*Problem to solve:* Copy every record exactly, with nothing left out.

Point-per-instance localization data
++++++++++

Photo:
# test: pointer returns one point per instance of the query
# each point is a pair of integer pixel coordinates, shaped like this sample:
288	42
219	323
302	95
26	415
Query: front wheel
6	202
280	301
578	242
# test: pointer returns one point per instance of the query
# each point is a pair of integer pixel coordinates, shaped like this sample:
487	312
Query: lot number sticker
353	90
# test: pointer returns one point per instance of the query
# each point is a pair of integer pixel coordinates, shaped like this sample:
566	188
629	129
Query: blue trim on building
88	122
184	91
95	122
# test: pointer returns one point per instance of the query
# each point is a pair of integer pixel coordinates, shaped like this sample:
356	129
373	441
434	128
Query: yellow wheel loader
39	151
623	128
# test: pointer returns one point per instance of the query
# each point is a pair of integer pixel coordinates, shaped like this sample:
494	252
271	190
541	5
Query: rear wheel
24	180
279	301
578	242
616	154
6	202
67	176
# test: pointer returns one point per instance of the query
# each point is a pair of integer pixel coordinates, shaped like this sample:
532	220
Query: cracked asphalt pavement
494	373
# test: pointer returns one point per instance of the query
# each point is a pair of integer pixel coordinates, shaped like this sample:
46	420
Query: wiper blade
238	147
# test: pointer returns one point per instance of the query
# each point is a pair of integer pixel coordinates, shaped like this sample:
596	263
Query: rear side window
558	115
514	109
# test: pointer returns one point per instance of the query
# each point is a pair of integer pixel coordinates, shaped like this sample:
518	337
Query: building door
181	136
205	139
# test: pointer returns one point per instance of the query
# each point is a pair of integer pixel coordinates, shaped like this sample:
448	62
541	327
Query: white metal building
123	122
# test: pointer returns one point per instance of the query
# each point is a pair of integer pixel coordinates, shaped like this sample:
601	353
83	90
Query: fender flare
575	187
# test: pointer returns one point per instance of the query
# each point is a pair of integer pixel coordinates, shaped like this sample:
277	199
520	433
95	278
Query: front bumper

++++++++++

*Reply to the task:*
Photo:
# test: pointer returns one point per instance of the query
# each point is a pair of integer pixel coordinates, shaped like this sample:
288	42
219	323
302	95
26	415
Query: front wheel
6	202
280	301
578	242
# test: pointer returns one point per instance of the query
# each point is a pair of integer pixel coordinates, shaped like this sample:
487	312
Query: lot number sticker
353	90
# test: pointer returns one point per instance of the query
# each point is a pair of integer pixel coordinates, shaped like this sample:
566	188
629	129
Query: blue trim on building
88	122
184	91
95	122
# test: pointer returns one point per instance of the query
# each point is a pair of integer pixel coordinates, shaped like this sample:
356	129
373	441
434	128
Query: yellow wheel loader
39	151
623	128
# test: pointer returns one point per instance of the query
# each point is a pair of integer pixel coordinates, shaped like this sample:
494	252
271	190
541	5
Query: rear wheel
24	180
279	301
578	242
616	154
6	202
67	176
# test: pointer returns one point per instance of the query
# each point is a pair of integer pixel coordinates, shaped like this sample:
532	220
Query: cracked asphalt pavement
494	373
# test: pointer returns one point per instance of the query
# each point is a pair of integer pixel coordinates, shaped like this sample:
46	420
Query: wiper blade
238	147
# test: pointer returns one point per instance of the query
# each point is a pair of integer pixel coordinates, shaped like this sample:
596	263
Query: rear side window
558	115
514	109
# test: pointer returns one point per instance of the query
# each point is a pair of integer pixel coordinates, shaped like this sample:
518	337
Query: building door
181	136
205	139
# test: pointer returns one point per instance of the query
# each point is a pair of integer pixel coordinates, shaped like this sample:
448	62
541	327
Query: white metal building
123	122
# test: pointer returns one point per instance of the query
# each point is a pair of integer pixel coordinates, shaped like this sample:
601	353
83	90
Query: fender flare
575	187
# test: pointer returns one point per instance of the query
# each point is a pair of integer pixel coordinates, shaped like this sample:
277	199
520	433
95	278
Query: front bumper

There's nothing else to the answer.